Begin Data to process

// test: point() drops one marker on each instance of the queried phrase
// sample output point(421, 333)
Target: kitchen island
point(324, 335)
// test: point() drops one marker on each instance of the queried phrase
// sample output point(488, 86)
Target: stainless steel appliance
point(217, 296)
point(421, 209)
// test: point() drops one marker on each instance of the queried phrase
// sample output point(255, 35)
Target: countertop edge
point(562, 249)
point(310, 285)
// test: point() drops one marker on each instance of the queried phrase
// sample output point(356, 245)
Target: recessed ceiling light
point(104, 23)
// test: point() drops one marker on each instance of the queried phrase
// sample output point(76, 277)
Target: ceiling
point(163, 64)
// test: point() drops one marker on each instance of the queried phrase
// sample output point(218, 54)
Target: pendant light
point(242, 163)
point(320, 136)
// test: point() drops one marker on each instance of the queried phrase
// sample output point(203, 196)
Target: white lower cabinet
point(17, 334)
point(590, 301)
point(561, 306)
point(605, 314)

End Data to process

__Exercise aim__: Reproduce every line of the listing above verbatim, with nothing changed.

__Solved exercise__:
// test: point() drops one marker on each instance of the queried phrase
// sample output point(421, 333)
Target: kitchen island
point(324, 335)
// test: point() drops one marker on each instance of the queried phrase
// sample output point(488, 86)
Target: stainless steel appliance
point(217, 296)
point(421, 209)
// test: point() drops one marker on each instance of the queried phrase
// sample output point(255, 35)
Target: countertop edge
point(562, 249)
point(310, 285)
// test: point() drops one marker on each instance of the queried phrase
// sample output point(356, 245)
Target: recessed ceiling light
point(104, 23)
// test: point() drops one marker on each instance of the queried phrase
// sample output point(76, 277)
Target: ceiling
point(163, 64)
// test: point() drops one marker on each instance of the queried phrase
// sample output point(218, 54)
Target: pendant light
point(242, 163)
point(320, 136)
// test: point() drops one marker on each instance of the queried phrase
// sample output point(203, 196)
Target: white lower cabinet
point(17, 334)
point(590, 301)
point(561, 306)
point(605, 314)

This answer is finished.